**Short exercise 1**
Decide whether each statement below agrees with the passage about the book Handmade. For each, answer yes or no and quote the words of the passage that settle it.
(a) Handmade is described as a narrative nonfiction book.
(b) The speaker in the passage wants to cut corners.
(c) The passage credits the phrase "the magic of shadows" to novelist Junichiro Tanizaki, writing about a Japanese room.

**Selected extract**
start

Handmade is a narrative nonfiction book on creativity, practice, and inspiration in this time of attention disorder. It argues for the value of doing things well, the need to work with our hands, and for using them to help us think and engage with the world.

The book argues for the need for individuals, for cultures to remain creative, to stay curious, and to keep engaged with the physical world as a means of thinking more clearly.

I don't want to cut corners. I want to add corners. I want shadows and places to hide. I want light hidden and mystery. I don't need the sleek lines of modernism speeding me to some new place. I want spots where my eye stops. Where it can rest. I have had enough of velocity, enough speed for another day of my life. The days go by too quickly now as it is. I want places where I can be quiet. I want what novelist Junichiro Tanizaki says about a Japanese room, that in its dim light it has "the magic of shadows."

end

**Collection entries**
start

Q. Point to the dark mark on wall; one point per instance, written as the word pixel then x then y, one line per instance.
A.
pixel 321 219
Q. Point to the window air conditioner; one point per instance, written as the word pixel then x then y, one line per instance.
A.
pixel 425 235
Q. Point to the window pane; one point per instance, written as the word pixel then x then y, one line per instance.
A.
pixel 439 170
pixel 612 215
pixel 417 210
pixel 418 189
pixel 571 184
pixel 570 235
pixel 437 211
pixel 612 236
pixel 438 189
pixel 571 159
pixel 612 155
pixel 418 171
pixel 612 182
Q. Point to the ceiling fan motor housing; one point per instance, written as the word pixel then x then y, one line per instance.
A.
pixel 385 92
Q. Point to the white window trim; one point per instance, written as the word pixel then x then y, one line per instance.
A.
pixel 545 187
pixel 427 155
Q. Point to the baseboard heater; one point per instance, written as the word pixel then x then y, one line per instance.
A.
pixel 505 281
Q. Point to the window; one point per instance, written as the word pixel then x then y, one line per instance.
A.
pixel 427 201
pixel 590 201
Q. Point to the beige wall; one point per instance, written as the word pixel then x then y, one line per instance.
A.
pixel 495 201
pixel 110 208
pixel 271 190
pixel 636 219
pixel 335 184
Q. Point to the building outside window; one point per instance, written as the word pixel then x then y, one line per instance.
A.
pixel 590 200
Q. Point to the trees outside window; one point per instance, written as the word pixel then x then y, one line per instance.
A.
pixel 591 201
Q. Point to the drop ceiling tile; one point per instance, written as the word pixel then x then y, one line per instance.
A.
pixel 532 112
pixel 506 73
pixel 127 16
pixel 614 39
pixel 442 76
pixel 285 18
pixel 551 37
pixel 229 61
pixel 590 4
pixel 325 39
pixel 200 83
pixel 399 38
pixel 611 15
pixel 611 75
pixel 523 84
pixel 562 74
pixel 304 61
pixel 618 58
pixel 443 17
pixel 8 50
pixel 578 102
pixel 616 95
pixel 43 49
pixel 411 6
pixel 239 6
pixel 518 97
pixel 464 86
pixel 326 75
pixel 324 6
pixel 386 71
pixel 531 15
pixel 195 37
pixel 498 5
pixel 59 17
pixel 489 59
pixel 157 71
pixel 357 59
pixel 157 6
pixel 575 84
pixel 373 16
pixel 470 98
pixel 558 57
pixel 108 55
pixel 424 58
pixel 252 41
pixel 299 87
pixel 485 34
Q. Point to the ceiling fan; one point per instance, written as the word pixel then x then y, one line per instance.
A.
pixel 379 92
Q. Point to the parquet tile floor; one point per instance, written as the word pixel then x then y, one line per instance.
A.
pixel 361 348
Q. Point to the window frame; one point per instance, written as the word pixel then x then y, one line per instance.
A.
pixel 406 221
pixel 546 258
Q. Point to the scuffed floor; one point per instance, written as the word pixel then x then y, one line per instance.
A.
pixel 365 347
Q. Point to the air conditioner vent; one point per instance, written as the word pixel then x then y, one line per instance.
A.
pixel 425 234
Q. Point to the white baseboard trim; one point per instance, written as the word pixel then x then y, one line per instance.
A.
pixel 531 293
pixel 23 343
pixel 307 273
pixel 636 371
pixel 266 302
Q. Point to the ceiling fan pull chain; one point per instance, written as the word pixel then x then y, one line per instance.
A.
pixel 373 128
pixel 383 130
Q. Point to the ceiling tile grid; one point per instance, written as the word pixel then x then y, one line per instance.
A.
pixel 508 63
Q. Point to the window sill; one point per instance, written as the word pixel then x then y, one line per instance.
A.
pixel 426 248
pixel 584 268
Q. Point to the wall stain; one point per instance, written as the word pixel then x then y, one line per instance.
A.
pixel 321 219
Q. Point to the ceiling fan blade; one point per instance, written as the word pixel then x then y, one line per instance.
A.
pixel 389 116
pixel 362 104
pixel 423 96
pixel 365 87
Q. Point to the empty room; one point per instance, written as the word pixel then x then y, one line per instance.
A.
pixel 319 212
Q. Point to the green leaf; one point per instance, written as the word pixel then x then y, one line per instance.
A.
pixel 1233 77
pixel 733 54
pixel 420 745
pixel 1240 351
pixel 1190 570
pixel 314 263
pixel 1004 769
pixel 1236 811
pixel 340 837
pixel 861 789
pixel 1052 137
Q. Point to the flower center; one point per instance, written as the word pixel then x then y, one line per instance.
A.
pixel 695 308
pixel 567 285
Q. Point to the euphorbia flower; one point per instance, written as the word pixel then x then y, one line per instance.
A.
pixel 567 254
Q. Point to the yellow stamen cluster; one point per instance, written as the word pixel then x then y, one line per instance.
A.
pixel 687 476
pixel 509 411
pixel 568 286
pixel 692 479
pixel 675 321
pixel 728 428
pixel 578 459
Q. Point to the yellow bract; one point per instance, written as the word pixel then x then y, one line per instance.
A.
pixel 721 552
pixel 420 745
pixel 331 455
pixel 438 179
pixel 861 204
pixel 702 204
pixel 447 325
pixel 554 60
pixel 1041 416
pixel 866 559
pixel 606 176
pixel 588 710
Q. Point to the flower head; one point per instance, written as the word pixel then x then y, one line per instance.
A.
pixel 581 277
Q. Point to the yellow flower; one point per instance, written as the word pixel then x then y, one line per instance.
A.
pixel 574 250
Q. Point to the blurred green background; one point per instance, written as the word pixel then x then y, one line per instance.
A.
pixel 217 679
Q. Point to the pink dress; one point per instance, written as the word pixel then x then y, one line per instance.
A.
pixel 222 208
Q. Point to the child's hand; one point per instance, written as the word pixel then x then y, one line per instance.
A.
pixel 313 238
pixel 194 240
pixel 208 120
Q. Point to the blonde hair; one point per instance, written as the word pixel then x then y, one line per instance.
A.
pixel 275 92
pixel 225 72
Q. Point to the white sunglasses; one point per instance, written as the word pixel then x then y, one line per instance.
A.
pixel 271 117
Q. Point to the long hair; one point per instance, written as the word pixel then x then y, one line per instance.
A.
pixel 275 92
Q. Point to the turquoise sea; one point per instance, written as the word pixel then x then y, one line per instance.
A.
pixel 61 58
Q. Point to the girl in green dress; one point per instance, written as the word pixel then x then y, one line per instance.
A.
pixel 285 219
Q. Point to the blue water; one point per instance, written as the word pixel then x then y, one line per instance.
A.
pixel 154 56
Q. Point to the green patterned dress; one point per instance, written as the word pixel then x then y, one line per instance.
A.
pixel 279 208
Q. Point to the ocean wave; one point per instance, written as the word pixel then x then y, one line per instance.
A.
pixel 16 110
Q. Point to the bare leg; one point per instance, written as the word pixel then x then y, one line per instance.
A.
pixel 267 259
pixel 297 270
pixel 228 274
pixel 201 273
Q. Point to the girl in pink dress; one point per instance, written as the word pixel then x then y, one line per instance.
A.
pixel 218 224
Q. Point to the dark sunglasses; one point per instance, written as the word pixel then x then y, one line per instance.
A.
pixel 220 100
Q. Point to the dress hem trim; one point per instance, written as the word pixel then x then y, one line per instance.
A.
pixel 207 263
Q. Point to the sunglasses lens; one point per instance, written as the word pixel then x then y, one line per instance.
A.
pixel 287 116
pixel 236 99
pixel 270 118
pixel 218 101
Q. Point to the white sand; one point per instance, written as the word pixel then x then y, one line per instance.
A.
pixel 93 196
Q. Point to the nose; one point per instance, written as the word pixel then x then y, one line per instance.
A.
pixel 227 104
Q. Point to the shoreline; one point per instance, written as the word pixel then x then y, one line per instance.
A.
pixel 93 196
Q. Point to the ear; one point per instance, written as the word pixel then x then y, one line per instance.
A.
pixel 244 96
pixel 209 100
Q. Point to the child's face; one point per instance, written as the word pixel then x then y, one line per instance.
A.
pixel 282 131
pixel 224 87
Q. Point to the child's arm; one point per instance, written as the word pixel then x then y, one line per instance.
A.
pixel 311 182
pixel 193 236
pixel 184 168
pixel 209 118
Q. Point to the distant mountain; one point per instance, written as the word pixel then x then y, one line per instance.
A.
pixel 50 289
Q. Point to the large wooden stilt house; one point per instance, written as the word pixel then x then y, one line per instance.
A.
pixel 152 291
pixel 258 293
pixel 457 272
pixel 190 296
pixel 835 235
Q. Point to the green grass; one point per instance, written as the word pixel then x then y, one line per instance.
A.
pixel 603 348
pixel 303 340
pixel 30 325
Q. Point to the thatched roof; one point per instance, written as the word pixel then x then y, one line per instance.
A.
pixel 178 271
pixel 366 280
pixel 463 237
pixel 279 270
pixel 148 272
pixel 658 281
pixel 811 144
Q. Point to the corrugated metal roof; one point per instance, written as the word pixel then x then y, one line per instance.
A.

end

**Short exercise 2**
Change "drop ceiling tile" to "suspended ceiling tile" in the collection entries from the line with "Q. Point to the drop" to the line with "pixel 485 34", and give only those lines, otherwise unchanged.

**Task response 1**
(a) Yes: "Handmade is a narrative nonfiction book on creativity, practice, and inspiration in this time of attention disorder."
(b) No: "I don't want to cut corners. I want to add corners."
(c) Yes: "I want what novelist Junichiro Tanizaki says about a Japanese room, that in its dim light it has "the magic of shadows.""

**Task response 2**
Q. Point to the suspended ceiling tile; one point per instance, written as the word pixel then x then y, one line per instance.
A.
pixel 532 112
pixel 506 73
pixel 127 16
pixel 614 39
pixel 442 76
pixel 285 18
pixel 551 37
pixel 229 61
pixel 590 4
pixel 325 39
pixel 200 83
pixel 399 38
pixel 611 15
pixel 611 75
pixel 523 84
pixel 562 74
pixel 304 61
pixel 618 58
pixel 443 17
pixel 8 50
pixel 578 102
pixel 616 95
pixel 43 49
pixel 411 6
pixel 239 6
pixel 518 97
pixel 464 86
pixel 326 75
pixel 324 6
pixel 386 71
pixel 531 15
pixel 195 37
pixel 498 5
pixel 59 17
pixel 489 59
pixel 157 71
pixel 357 59
pixel 157 6
pixel 575 84
pixel 373 16
pixel 470 98
pixel 558 57
pixel 108 55
pixel 424 58
pixel 252 41
pixel 299 87
pixel 485 34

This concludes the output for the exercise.